» Material for this task
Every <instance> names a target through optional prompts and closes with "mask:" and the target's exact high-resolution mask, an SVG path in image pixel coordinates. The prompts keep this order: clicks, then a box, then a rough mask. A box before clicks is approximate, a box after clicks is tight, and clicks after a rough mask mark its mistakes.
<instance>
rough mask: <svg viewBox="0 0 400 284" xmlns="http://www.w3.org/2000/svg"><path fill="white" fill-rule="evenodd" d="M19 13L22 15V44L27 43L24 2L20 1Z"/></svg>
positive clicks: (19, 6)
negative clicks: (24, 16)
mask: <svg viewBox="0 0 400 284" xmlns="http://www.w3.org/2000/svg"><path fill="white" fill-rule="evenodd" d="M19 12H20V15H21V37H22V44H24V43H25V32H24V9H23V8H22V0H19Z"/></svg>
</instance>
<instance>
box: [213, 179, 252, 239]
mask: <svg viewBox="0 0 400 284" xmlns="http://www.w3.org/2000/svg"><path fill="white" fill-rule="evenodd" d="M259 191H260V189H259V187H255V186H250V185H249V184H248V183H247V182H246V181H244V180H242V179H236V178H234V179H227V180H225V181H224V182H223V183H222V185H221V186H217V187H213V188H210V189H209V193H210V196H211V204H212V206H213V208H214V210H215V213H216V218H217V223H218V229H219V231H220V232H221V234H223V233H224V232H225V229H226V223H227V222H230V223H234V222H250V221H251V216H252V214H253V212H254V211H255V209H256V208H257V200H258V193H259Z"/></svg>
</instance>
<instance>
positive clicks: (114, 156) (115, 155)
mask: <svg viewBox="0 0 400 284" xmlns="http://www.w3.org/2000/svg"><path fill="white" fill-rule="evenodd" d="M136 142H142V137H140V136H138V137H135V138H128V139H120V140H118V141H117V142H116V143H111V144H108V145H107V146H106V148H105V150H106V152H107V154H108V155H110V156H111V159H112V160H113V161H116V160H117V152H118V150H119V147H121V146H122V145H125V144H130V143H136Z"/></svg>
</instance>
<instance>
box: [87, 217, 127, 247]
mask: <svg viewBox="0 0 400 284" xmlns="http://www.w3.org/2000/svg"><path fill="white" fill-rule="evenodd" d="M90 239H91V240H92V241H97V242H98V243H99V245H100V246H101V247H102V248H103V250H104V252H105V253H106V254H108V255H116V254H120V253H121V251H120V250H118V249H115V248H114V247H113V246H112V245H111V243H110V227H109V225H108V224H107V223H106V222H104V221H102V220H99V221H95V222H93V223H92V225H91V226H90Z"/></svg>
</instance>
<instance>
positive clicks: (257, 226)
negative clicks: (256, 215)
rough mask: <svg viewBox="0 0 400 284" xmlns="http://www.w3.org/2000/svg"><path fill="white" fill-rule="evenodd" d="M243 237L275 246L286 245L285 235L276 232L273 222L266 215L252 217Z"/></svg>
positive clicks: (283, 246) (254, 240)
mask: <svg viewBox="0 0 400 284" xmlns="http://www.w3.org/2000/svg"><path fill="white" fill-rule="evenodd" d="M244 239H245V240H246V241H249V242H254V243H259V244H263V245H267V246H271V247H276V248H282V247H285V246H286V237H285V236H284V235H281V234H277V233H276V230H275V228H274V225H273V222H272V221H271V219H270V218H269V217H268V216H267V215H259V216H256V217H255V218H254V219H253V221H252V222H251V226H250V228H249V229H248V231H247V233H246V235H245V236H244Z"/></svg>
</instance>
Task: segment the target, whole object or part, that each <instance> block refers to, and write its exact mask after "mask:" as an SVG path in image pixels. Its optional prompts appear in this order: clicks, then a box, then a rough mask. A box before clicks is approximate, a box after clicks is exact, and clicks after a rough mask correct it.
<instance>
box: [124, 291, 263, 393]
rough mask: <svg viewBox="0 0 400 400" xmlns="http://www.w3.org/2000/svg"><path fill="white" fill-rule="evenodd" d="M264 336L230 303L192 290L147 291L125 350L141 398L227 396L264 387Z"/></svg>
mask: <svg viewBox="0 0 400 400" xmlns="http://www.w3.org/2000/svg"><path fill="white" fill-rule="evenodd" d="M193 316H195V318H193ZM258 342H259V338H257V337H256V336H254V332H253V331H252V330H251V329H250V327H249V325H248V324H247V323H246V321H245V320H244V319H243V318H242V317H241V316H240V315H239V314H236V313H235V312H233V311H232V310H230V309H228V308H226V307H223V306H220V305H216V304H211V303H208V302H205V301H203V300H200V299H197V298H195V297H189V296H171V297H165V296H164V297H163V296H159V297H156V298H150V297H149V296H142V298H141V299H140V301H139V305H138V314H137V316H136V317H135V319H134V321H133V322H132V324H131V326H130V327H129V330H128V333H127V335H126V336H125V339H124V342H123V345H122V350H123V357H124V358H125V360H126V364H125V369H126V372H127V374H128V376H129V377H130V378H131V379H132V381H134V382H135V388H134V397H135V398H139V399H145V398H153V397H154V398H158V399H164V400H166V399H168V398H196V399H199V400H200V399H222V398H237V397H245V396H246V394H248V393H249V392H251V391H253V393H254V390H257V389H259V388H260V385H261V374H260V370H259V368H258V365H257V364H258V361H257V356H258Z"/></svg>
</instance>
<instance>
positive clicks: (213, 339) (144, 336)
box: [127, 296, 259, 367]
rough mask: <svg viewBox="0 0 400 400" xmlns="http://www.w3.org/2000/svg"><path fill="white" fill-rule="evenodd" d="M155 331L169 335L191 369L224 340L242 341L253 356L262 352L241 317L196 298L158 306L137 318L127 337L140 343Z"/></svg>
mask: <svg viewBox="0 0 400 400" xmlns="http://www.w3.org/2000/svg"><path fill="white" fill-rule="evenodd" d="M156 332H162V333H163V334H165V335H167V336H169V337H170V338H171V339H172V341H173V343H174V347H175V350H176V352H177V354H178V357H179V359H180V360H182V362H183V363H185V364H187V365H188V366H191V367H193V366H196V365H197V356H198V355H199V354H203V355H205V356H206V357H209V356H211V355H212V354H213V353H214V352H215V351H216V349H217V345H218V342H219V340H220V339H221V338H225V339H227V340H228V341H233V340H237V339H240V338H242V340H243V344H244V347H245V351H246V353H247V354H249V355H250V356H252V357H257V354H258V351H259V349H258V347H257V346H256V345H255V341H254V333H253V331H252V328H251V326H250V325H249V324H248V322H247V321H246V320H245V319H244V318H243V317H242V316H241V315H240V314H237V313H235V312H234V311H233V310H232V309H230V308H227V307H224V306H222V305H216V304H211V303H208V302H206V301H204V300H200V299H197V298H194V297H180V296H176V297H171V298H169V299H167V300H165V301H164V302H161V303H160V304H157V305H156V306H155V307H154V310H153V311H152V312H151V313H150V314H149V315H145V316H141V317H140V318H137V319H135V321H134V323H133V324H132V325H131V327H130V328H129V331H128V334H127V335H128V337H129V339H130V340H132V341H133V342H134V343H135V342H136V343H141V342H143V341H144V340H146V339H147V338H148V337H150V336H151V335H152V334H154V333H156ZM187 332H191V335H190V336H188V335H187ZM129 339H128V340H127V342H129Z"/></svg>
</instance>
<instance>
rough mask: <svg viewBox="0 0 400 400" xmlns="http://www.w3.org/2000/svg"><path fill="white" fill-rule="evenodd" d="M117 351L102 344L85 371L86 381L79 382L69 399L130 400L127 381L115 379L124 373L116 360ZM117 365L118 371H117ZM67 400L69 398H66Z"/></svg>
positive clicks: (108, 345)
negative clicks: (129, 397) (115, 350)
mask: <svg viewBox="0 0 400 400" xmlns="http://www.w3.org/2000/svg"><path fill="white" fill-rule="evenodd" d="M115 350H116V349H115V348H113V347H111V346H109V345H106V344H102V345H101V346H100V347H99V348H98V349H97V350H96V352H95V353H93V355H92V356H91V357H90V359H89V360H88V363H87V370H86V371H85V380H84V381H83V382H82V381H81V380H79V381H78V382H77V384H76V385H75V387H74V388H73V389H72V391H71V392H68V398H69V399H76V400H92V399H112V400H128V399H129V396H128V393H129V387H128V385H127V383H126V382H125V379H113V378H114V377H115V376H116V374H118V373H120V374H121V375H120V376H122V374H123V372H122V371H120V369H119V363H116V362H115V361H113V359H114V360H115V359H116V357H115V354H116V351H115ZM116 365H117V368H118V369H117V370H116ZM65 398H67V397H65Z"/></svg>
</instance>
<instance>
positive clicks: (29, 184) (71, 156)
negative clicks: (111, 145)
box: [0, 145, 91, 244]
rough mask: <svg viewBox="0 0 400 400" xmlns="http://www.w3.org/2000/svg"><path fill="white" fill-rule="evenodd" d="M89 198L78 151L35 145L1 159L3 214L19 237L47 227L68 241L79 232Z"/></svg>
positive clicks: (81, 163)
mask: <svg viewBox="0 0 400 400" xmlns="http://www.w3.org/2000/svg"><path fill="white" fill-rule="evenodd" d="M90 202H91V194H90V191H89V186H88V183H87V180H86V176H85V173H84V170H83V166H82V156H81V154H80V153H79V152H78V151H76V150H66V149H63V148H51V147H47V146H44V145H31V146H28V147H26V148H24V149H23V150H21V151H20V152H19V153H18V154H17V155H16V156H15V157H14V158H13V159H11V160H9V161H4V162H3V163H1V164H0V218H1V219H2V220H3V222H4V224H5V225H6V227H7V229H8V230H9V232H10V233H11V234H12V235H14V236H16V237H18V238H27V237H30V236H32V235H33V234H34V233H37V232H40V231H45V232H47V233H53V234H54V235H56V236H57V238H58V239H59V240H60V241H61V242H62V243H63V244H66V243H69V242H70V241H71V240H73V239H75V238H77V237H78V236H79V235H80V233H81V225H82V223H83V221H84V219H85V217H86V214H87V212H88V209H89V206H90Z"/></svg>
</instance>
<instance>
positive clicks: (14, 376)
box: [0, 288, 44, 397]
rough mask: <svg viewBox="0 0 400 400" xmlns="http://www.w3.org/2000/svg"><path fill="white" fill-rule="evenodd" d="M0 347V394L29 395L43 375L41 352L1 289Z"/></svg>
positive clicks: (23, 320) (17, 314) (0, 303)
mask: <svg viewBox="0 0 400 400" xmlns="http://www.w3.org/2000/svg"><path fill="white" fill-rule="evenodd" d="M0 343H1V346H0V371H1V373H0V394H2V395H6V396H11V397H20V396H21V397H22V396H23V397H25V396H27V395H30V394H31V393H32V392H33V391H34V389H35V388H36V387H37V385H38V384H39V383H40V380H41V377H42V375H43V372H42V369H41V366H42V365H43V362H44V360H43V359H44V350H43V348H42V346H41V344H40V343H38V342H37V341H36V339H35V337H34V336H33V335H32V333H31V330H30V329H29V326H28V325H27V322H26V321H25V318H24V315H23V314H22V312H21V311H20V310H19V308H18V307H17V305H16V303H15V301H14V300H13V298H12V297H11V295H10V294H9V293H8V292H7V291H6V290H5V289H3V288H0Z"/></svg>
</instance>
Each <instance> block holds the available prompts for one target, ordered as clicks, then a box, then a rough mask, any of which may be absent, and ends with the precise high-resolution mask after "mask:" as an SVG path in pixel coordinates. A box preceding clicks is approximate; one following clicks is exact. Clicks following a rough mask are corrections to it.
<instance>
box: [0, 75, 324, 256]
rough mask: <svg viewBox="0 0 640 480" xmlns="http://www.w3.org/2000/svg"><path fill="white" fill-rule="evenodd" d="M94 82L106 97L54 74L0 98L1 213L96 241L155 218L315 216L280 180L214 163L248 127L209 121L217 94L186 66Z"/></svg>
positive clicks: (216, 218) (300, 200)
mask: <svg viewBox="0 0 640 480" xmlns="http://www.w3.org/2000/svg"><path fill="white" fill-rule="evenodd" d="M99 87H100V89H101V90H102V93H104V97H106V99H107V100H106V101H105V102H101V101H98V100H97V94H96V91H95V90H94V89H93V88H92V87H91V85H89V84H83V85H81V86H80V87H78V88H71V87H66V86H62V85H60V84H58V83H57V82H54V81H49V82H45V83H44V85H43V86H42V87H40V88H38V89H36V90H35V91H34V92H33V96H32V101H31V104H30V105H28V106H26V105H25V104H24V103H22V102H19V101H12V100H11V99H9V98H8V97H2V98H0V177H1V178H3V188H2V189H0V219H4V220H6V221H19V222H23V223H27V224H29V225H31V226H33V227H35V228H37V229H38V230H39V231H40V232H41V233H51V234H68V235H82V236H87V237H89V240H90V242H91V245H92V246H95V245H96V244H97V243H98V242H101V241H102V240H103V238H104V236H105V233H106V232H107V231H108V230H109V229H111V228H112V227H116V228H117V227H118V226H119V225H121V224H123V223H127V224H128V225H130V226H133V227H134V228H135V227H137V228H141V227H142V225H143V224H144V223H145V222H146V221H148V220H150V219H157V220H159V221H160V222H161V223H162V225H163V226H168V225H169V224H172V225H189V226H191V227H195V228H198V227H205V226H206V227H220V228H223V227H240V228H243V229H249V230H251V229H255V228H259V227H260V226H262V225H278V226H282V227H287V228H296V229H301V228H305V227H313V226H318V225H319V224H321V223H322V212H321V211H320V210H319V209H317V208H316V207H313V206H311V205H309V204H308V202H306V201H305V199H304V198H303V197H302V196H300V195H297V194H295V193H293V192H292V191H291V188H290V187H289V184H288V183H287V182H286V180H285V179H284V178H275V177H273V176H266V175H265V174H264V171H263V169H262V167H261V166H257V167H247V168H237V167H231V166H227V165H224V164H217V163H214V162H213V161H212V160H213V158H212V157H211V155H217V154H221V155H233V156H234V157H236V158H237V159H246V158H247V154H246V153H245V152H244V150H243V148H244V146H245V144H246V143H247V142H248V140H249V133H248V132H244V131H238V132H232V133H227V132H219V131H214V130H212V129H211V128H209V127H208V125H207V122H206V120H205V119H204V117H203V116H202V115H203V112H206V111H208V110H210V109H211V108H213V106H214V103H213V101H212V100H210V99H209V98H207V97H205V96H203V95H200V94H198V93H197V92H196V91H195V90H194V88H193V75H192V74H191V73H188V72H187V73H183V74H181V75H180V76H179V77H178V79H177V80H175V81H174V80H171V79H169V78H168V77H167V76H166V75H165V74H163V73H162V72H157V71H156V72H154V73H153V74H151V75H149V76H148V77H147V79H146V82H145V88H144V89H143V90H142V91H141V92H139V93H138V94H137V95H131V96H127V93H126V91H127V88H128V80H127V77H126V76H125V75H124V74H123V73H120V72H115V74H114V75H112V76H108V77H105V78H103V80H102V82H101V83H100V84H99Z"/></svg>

» Task directions
Would you copy, unchanged, the stretch of the records above that begins at the line containing "positive clicks: (257, 226)" and ends at the line containing "237L275 246L286 245L285", and only that?

» Task answer
positive clicks: (257, 226)
negative clicks: (256, 215)
rough mask: <svg viewBox="0 0 400 284" xmlns="http://www.w3.org/2000/svg"><path fill="white" fill-rule="evenodd" d="M243 237L275 246L286 245L285 235L276 232L273 222L266 215L252 217Z"/></svg>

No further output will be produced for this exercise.